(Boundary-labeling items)
┄┄┄┄┄┄

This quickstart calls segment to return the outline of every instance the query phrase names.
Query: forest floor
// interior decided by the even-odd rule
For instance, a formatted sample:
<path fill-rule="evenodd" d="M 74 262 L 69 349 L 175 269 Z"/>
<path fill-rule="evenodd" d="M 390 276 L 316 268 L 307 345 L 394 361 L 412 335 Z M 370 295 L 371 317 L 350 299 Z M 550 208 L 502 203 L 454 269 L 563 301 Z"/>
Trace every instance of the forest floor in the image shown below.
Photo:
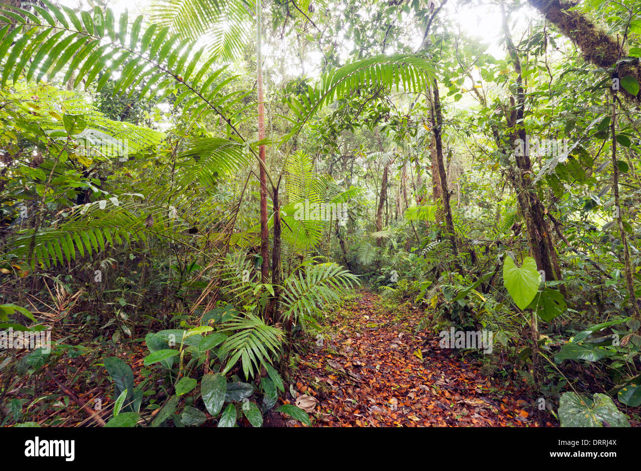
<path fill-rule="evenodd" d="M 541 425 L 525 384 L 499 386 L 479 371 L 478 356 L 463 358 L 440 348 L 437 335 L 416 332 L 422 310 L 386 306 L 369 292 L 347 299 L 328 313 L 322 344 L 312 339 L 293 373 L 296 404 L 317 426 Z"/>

┄┄┄┄┄┄

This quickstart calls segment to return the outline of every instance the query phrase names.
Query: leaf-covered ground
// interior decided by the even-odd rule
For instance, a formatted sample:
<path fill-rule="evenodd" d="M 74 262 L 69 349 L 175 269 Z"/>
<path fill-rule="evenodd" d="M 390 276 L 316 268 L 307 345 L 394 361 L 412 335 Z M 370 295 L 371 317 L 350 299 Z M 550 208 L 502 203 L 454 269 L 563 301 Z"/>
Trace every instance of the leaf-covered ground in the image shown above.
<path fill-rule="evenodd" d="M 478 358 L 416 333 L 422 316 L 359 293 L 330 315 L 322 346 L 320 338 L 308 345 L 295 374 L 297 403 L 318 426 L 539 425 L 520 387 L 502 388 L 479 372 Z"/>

┄┄┄┄┄┄

Show each line from the rows above that contains the string "ground". Case counts.

Query: leaf-covered ground
Trace every instance of the leaf-covered ground in the image shown above.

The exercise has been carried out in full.